++++ EXTRACTED RECORDS

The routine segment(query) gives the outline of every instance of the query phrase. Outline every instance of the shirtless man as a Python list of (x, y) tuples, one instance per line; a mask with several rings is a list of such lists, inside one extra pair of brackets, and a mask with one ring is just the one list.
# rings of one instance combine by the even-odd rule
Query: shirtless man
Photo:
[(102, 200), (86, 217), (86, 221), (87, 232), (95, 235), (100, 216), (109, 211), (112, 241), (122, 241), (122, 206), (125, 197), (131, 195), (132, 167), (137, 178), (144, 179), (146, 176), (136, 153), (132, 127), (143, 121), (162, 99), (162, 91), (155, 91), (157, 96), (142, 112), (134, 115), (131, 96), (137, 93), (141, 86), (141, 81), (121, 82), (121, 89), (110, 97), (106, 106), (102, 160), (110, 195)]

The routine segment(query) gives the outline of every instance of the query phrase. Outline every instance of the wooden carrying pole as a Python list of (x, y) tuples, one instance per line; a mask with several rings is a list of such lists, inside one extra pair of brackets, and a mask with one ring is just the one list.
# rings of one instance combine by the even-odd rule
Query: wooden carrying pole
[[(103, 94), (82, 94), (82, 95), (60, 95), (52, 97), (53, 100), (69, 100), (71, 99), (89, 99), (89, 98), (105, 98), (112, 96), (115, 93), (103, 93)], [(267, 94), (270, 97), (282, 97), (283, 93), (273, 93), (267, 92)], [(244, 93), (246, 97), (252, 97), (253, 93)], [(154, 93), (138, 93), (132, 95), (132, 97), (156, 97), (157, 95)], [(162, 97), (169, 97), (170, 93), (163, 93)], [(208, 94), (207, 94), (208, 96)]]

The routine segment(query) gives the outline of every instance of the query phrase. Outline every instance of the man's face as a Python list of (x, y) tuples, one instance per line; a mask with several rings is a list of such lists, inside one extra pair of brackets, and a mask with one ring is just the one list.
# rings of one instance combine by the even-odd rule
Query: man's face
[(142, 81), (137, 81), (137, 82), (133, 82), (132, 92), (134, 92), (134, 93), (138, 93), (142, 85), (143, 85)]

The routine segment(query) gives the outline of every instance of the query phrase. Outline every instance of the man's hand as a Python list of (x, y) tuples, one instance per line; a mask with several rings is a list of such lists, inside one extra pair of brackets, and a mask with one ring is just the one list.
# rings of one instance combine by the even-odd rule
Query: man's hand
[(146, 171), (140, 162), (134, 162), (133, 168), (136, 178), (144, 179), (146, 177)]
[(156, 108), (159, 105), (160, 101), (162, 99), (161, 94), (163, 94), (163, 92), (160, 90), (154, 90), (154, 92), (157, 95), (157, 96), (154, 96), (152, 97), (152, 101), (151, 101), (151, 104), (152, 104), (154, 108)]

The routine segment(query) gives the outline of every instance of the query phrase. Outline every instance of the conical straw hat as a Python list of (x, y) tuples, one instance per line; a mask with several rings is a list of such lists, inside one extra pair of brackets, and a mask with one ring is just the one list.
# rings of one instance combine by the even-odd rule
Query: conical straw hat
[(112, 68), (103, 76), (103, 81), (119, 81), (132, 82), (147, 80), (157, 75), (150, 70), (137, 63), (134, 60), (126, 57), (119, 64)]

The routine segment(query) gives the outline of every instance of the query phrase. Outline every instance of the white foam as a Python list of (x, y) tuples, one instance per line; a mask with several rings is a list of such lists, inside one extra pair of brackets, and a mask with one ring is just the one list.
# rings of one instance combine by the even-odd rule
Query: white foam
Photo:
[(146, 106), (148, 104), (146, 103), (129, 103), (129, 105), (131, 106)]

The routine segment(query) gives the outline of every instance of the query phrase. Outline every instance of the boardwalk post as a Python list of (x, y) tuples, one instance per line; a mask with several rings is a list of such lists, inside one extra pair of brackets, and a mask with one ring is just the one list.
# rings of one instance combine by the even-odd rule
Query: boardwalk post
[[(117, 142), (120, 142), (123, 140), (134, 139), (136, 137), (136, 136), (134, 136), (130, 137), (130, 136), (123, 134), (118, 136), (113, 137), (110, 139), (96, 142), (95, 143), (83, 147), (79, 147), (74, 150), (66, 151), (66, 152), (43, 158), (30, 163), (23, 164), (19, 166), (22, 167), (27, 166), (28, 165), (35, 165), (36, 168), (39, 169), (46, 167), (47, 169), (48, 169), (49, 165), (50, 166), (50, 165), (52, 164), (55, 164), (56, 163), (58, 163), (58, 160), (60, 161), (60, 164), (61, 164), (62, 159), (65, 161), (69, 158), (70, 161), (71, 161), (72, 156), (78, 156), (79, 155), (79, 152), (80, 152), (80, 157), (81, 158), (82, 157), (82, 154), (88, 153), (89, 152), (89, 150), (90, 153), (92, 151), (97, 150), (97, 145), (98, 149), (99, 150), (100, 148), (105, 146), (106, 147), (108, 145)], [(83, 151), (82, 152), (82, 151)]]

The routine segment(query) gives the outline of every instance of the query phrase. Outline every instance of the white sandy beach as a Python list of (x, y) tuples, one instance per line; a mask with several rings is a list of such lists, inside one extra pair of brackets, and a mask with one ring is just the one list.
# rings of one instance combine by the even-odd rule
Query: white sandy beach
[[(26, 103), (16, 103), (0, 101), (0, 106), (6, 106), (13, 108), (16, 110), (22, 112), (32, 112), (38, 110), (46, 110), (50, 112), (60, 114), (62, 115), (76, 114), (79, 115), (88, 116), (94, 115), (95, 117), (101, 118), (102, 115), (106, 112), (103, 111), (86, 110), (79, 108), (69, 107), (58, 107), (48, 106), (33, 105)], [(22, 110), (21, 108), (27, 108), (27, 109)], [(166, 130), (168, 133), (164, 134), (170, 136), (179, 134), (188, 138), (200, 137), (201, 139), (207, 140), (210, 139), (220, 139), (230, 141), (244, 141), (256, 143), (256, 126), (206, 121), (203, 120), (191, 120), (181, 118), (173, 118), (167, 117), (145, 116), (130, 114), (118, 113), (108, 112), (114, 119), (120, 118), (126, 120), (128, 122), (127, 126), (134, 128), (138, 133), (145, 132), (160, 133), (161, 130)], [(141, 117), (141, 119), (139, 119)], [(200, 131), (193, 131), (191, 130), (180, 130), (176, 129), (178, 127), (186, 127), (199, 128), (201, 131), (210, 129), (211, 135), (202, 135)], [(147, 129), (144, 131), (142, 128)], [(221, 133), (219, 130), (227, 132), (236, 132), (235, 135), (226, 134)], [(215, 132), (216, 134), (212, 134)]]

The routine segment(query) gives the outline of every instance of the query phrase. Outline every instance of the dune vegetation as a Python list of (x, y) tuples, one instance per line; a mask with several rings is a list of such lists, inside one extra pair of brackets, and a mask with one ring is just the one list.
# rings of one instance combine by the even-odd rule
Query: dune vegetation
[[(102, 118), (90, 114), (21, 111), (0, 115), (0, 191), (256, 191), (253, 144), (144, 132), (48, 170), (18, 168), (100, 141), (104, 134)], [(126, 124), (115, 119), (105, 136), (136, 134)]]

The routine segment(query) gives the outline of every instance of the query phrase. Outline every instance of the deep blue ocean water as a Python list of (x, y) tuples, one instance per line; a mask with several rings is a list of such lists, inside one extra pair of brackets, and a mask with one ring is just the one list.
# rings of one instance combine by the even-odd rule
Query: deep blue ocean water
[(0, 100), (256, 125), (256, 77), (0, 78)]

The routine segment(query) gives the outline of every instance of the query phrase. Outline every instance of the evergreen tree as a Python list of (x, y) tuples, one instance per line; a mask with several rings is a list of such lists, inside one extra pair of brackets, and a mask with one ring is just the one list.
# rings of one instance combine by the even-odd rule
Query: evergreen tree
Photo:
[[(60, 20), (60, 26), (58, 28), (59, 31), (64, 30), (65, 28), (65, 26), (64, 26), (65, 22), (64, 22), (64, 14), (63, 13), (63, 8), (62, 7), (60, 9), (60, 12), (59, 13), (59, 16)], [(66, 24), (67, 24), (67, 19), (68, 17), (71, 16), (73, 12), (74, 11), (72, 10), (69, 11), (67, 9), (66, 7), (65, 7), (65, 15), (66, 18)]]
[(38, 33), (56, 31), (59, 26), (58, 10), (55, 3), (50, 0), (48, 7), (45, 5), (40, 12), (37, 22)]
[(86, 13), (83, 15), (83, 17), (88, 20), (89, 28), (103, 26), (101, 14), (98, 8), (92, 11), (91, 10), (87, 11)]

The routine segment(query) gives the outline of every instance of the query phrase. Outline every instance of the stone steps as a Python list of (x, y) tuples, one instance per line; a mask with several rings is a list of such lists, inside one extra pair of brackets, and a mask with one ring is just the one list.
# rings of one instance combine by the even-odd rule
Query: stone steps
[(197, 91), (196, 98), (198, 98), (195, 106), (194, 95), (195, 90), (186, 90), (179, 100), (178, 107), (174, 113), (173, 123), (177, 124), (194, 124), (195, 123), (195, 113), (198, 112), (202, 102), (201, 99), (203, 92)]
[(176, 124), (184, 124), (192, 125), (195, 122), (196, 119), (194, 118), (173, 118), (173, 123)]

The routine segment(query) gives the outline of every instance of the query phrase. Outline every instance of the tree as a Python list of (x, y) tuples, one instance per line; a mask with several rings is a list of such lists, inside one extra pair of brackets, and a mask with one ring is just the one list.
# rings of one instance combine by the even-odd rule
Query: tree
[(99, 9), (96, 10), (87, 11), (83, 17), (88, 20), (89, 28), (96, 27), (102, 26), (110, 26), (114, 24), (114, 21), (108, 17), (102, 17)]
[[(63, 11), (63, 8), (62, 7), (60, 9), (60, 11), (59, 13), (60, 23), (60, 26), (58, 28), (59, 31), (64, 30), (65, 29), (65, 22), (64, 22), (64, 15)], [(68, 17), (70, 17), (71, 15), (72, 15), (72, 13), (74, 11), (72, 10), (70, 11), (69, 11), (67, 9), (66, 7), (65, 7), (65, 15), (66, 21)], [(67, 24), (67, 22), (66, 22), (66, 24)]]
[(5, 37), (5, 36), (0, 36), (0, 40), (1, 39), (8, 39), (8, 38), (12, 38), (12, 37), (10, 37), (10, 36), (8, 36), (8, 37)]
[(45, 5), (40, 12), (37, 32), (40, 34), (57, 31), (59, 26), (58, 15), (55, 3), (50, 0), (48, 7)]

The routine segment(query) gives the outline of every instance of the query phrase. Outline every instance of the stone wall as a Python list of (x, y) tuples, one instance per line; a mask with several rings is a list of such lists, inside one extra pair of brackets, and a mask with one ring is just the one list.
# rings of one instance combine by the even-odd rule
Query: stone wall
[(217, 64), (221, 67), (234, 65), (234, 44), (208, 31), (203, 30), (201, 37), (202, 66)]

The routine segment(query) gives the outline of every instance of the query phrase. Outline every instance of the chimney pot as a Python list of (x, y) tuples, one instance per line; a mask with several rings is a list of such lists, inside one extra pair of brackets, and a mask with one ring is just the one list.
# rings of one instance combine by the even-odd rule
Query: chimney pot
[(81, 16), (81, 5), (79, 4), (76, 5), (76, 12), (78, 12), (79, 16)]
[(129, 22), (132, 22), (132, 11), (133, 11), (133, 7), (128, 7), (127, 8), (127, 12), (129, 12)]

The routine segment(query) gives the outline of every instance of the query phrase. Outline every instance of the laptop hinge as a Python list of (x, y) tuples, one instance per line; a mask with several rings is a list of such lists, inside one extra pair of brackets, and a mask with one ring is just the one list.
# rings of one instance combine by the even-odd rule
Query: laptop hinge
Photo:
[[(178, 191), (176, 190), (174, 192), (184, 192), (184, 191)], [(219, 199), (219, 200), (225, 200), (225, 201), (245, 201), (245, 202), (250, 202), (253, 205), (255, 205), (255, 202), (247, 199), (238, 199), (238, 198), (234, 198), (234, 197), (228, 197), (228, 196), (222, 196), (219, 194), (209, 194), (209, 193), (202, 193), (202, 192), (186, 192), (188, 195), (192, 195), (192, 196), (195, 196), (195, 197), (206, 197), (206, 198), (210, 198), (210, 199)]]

++++++++

*EXERCISE INSTRUCTIONS*.
Copy out the data from the line with "of the conical" up to and including the line with "Query: conical straw hat".

*ANSWER TO THIS TASK*.
The routine segment(query) gives the outline of every instance of the query phrase. Outline every instance of the conical straw hat as a Python list of (x, y) tuples, one instance per line; a mask with several rings is a list of such lists, inside one extra pair of brackets, and a mask with one ring is just the one list.
# rings of one instance combine by the even-odd rule
Query: conical straw hat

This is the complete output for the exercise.